[[ Excerpted text, beginning ]]
Why Introverts Can Make Great Investors
People tend to think that when it comes to personality types and success, extroverts have a leg up. But do they? When it comes to investing, traits typically associated with introverts can give them an advantage.
Some believe the hard-wiring of biology affects human behavior and thus influence how people approach investing. Extroverts often enjoy thrill-seeking activities that stimulate the neurotransmitter dopamine whereas introverts savor the calming and happy effects of the neurotransmitter serotonin. For making investing decisions, though, being calm and collected is often better than being emotional.
Let’s take a quick look at some of the differences between introverts and extroverts and how that can impact how we invest.
Introverts tend to get drained of energy when they are with people and recharge from having alone time. They aren’t big conversationalists since they prefer to listen and avoid small talk. Introverts also like to ponder over decisions and are generally pretty organized. Research and deliberation over financial decisions are also important to introverts.
Extroverts on the other hand feel energized when they are surrounded by other people and enjoy engaging in conversations. They tend to verbalize their thoughts and crave stimulation and rewards. Extroverts also are more focused on the bigger picture whereas introverts hone in on smaller details. The decision to take investing risks is more common with extroverts.
Successful and wealthy introverts
So how do all of these traits affect wealth, talent and how we invest? An impressive 75 percent of the highly gifted population are introverts according to research conducted by Susan Cain, author of Quiet: The Power of Introverts In A World That Can’t Stop Talking.
One of the world’s most famous investors, Warren Buffett, whose worth is close to $66 billion is also known for being an introvert. Cain describes Buffett as “a classic example of an introvert taking careful, well-calibrated risks.” Other famous investors and entrepreneurs include Bill Gates, Larry Page, Steve Wozniak, Charles Schwab and Mark Zuckerberg.
[[ Excerpted text, end ]]
[[ Provided material, beginning ]]
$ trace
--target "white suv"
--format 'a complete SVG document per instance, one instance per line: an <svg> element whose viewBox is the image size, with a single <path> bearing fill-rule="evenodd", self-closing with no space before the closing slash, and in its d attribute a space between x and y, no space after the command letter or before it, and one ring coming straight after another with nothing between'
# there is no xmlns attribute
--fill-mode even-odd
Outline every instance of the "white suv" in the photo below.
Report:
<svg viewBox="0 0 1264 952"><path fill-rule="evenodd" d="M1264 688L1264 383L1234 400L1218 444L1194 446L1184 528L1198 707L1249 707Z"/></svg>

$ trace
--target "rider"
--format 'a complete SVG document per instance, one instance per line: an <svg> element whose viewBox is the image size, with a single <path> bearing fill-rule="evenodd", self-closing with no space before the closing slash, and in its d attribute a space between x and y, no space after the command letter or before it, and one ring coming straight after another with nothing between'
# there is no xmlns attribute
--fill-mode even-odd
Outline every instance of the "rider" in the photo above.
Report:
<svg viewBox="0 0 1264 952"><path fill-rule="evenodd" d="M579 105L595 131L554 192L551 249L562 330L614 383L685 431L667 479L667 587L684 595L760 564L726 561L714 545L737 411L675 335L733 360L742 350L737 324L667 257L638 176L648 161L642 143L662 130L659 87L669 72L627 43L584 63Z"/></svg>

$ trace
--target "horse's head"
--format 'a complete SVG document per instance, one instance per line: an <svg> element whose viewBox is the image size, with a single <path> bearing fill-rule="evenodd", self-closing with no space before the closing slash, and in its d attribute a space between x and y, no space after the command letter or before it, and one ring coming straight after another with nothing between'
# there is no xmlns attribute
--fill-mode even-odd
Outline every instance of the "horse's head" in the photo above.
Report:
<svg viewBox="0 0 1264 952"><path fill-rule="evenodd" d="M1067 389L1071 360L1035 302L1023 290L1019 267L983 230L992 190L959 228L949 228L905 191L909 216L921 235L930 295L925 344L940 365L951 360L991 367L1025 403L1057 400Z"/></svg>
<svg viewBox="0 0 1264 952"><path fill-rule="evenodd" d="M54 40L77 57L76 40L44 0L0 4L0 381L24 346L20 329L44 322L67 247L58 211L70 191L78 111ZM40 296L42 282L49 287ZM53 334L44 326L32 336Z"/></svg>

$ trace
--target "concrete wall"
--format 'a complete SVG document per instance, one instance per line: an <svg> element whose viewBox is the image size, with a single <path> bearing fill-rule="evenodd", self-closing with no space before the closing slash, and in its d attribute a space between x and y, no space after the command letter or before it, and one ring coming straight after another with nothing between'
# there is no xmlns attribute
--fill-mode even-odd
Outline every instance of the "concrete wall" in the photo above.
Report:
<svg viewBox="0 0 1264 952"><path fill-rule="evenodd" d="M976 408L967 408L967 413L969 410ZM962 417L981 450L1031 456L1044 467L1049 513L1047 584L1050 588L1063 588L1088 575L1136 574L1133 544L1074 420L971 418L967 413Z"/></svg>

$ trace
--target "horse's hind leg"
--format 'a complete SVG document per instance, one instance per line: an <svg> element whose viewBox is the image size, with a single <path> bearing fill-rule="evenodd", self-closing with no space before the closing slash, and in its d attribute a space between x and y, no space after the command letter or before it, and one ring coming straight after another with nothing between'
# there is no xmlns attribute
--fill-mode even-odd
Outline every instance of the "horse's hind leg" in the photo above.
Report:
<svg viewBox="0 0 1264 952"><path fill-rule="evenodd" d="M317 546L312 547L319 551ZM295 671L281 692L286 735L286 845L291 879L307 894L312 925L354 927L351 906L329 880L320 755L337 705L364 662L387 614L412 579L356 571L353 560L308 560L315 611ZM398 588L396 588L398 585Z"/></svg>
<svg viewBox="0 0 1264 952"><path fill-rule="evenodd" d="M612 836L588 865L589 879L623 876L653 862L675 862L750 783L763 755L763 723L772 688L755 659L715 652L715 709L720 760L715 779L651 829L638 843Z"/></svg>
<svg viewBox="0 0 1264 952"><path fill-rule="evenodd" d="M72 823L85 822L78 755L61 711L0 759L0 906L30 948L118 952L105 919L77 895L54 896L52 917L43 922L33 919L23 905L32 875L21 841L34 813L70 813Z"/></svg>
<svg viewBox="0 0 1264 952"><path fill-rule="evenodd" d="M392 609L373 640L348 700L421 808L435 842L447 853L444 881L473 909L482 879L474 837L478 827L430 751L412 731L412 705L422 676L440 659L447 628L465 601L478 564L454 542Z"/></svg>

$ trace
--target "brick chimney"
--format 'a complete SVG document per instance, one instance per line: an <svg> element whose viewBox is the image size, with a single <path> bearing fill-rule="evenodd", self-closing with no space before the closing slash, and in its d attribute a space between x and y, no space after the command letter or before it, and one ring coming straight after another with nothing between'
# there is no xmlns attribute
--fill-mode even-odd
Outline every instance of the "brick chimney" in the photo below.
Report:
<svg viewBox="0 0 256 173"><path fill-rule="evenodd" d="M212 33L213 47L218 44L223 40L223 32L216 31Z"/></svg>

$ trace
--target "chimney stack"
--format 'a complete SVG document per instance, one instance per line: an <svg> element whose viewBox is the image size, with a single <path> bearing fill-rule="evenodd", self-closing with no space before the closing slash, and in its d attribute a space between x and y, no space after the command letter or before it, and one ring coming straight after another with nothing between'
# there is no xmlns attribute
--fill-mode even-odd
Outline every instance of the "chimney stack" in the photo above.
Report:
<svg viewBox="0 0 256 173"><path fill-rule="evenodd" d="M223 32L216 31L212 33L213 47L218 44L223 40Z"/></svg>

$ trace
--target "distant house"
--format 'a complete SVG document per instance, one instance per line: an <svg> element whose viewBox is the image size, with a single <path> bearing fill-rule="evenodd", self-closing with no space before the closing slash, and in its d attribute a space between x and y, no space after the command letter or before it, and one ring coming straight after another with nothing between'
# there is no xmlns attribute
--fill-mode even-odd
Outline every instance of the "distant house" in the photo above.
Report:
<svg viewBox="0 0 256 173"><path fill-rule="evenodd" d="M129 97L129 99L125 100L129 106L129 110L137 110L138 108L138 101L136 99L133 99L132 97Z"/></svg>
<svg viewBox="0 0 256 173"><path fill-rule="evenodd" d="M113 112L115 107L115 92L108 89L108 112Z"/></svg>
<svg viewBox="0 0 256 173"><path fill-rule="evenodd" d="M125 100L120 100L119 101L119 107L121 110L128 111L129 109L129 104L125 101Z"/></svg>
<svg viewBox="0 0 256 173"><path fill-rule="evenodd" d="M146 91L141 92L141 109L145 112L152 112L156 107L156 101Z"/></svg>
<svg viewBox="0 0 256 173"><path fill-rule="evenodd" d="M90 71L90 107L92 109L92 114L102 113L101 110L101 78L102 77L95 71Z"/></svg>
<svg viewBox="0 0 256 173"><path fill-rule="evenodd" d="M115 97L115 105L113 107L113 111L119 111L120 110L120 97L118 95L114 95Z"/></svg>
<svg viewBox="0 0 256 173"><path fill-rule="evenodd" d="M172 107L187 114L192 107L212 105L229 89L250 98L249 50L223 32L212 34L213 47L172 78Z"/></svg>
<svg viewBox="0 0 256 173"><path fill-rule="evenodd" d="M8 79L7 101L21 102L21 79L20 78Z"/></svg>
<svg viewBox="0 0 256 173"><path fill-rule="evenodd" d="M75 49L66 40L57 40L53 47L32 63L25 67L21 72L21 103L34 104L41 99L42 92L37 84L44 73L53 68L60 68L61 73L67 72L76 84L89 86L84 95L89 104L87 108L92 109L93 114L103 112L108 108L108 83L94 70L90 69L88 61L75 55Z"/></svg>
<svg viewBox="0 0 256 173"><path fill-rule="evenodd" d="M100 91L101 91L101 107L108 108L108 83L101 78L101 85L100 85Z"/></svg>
[[ Provided material, end ]]
Tasks for this exercise —
A: What share of the highly gifted population is introverted, according to the article about introverts and investing?
B: Quote the article about introverts and investing word for word, starting with "Successful and wealthy" and going on through "Can’t Stop Talking.".
C: Extend the article about introverts and investing by writing what comes next after its final sentence.
You can set the stored data aside, since none of it is needed here.

Expected responses —
A: 75 percent.

B:
Successful and wealthy introverts
So how do all of these traits affect wealth, talent and how we invest? An impressive 75 percent of the highly gifted population are introverts according to research conducted by Susan Cain, author of Quiet: The Power of Introverts In A World That Can’t Stop Talking.

C:
Introvert traits that may be helpful to investing
Taking time to understand investments. Introverts are generally not impulsive traders unlike some extroverts. Instead of rushing into investment decisions, introverts like to spend a good deal of time researching companies, looking at comparable metrics and developing a solid understanding of what it is they are choosing to invest in.
Successful investors know how important it is to familiarize oneself with the pros and cons of any investment and understand the risks involved before diving in. Most introverts want to feel comfortable they are making a smart decision before handing over their money.
Manage uncertainty without acting on impulse. Since most introverts are less focused on external rewards than extroverts, they are patient investors. This makes many introverts natural long-term investors. Introverts also tend to avoid costly self-destructive impulses. They are persistent and thorough. Extroverts, on the other hand, may experience lower performance in comparison due to abrupt emotional based trading or trading at high frequencies.
Laurie Helgoe, clinical psychologist and author of “Introvert Power” believes, “extroverts are often drawn to investing because of the thrill of it. They can get caught up in the anxiety of missing out, and if they operate out of that anxiety, they are likely to close down thinking and lose perspective.”
Since most introverts are not interested in taking on unnecessary risk, they are more prone to rely on solid research and facts when making investment decisions. Warren Buffett is a prime example of an introverted investor who performs thorough due diligence before trading and patiently holds positions for many years.
Perk up them ears. Introverts are often great listeners. Although listening may not seem highly relevant to investing, this innate ability can come in handy. Great opportunities can be discovered through observations and strong listening skills.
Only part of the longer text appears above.